▶ **Selected extract**:
· · · · ·

A 'broad-bottomed' man of letters reborn as a thoroughly modern Englishman

Samuel Johnson and the Making of Modern England

January 28, 2005

Ten years ago, in his Critical Biography of Samuel Johnson , Robert DeMaria was keen to emphasise the ancient European roots of all that Johnson stood for. "Johnson was himself a Renaissance scholar," he declared. Now the wheel has come full circle and, mutatis mutandis , Johnson's ideas are judged not only "modern" but "English".

In many ways, Nicholas Hudson has produced a Johnson for our times. There is a chapter on "Constructing the middle-class woman", in which, while Johnson's reported views on women preaching ("like a dog walking on its hinder legs") are cited, they are buried beneath his many eulogies on contemporary women for being "more virtuous in every respect than in former times, because their understandings are better cultivated". Johnson congratulates himself in his essay series The Idler for living at a time "when those, on whom so much of human felicity depends, have learned to think as well as speak". In much that he said, we must allow for the editorial influence of Boswell, and, in much that he wrote, discount his own lexicographical verbosity, but we know he did not "talk down" to women.

He caused the respected blue-stocking Jemima Campbell to complain that his language would "break my teeth", but she was living at a time when the exchange of ideas between some women and some men could be dangerous. It may have put more than her teeth in jeopardy.

To promote the modernity of Johnson, Hudson even undertakes to prove that Johnson's famous Toryism was progressive. Seeking to dismiss the unthinking assumptions of these titles ("Tory" being virtually synonymous with Jacobite, and "Whig" the "negation of all principle"), he comes up with the suitably nebulous 18th-century term "broad-bottom" to characterise Johnson's beliefs. "The prejudice of the Tory is for establishment," Johnson wrote in 1781 when disuse of the name had passed. "The prejudice of the Whig is for innovation." This prejudice, for prolongation over innovation, was memorably articulated in his preface to the Dictionary of the English Language in 1755: "It remains that we retard what we cannot repel, that we palliate what we cannot cure," he wrote. "Life may be lengthened by care, though death cannot be defeated... we have long preserved our constitution, let us make some struggles for our language."

· · · · ·

[Stored data entries]

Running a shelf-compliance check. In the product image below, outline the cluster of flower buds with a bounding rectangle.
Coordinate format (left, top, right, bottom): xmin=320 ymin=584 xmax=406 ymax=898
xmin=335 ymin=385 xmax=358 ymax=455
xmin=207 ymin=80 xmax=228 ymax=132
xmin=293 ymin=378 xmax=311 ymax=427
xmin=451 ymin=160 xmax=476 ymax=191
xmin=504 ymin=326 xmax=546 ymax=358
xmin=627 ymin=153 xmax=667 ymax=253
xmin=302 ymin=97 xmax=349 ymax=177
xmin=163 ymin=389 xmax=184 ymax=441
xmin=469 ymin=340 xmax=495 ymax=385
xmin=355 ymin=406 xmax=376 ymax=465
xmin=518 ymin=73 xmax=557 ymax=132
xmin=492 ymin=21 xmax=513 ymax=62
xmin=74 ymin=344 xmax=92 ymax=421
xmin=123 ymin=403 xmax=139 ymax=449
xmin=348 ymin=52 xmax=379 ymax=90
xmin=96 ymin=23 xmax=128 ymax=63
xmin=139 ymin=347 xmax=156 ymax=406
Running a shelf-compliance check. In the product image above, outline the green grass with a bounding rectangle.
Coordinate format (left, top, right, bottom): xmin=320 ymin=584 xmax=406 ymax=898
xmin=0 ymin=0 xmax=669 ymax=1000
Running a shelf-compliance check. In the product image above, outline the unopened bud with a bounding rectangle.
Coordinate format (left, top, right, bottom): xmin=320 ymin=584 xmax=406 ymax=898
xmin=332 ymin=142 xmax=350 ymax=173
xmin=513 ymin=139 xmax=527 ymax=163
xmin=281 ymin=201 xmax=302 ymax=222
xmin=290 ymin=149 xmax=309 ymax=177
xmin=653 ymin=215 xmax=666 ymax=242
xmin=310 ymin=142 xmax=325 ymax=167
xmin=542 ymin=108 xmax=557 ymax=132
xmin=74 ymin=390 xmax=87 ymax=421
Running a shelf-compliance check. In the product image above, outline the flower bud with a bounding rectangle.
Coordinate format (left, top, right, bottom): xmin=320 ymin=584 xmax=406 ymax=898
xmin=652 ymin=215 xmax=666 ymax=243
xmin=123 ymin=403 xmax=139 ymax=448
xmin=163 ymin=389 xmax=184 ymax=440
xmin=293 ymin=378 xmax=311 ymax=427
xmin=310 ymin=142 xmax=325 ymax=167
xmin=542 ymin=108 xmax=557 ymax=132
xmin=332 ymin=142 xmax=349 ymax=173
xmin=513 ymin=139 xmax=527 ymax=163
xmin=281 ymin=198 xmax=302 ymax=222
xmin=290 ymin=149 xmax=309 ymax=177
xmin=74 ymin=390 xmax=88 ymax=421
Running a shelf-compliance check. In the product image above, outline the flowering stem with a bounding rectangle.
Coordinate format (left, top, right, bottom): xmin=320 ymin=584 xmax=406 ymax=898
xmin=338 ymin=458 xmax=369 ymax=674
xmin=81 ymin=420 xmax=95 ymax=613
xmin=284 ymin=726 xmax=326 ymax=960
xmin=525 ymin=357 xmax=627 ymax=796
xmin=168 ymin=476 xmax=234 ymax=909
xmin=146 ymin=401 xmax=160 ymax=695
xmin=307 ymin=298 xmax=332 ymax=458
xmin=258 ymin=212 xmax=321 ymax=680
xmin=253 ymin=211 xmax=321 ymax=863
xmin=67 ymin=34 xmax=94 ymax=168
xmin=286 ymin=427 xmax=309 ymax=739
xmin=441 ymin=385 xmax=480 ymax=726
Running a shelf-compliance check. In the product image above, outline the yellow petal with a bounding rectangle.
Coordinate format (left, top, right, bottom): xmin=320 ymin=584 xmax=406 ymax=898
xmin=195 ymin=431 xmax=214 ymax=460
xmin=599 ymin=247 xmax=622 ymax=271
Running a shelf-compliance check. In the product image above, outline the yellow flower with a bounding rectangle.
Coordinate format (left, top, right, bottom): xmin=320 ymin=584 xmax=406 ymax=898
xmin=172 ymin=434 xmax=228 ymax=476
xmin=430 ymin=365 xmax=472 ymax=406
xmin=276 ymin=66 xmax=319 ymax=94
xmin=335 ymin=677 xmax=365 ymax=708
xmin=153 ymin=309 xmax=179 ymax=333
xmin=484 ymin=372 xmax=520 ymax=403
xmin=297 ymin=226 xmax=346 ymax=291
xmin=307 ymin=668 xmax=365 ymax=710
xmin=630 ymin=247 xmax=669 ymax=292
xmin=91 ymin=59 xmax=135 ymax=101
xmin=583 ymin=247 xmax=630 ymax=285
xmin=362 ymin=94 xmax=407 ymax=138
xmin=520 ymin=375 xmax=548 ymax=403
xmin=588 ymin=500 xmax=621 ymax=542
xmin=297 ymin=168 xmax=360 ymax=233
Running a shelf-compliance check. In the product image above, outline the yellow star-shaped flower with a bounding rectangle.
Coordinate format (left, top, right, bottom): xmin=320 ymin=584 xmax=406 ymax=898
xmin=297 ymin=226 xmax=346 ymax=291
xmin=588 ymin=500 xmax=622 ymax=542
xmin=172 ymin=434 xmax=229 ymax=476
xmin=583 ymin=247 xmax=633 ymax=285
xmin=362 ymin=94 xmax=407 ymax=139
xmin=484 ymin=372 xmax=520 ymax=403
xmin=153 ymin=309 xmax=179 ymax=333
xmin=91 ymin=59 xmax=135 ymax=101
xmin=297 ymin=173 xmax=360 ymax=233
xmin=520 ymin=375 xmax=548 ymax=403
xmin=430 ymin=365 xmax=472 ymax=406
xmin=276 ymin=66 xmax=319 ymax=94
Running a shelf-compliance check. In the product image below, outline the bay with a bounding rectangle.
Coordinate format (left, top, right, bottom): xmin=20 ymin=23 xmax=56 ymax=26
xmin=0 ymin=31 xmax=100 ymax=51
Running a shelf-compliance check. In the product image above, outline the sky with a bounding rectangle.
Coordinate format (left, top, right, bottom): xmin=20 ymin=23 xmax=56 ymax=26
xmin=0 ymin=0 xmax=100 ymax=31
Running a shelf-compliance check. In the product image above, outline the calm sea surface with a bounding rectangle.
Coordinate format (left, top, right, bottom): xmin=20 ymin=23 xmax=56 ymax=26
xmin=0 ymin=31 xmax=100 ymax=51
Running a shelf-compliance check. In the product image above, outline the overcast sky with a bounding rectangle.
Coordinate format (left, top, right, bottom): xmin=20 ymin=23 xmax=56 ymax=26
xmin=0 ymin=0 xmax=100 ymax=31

· · · · ·

▶ **Required task**:
Pick up the book review on Samuel Johnson above where it stops, carrying on after its final quoted sentence.

▶ **Final result**:
Ideas that came to Johnson then were to remain with him throughout his life. In 1754, just before the Dictionary appeared, he made one of his most significant appeals to innovation, shaking off the Earl of Chesterfield's hand as "patron". His lordship makes only one appearance in the Dictionary , in the revised fourth edition, under "ridiculer".We read: "The ridiculer shall make only himself ridiculous. Earl of Chesterfield ."

But in trying to emphasise the modernity of Johnson, Hudson has taken on a daunting task. The Highlands cast a romantic old-world spell over him: "This is truly the patriarchal life," he tells Boswell on their journey. "This is what we came to find."

"Wales disappointed Johnson," Hudson writes. "It was too modern." When he does at last find a kind of modernity in Johnson's writing, it is hardly of a kind to refresh 21st-century tastes. It relates to empire, specifically the American colonies, and, even here, imperial notions were not Johnson's first reaction: "The American dispute between the French and us is only the quarrel of two robbers for the spoils of a passenger," he wrote in the 1750s. It was not until the American War of Independence, 20 years later, that his mind was made up. In Taxation no Tyranny , written in 1775, we hear the truly imperial (and modern?) case against the American colonies.

British commerce with America "was profitable", he argued, and it was in "our interest to preserve it". The only way to do so was to keep the colonies "always in our power". In the Vinerian law lectures, written for Sir Robert Chambers, he went further, arguing that "conquered countries are under the dominion of the conquerors - naturally and justly". "How is it that we hear the loudest yelps for liberty among the drivers of negroes?" he demanded.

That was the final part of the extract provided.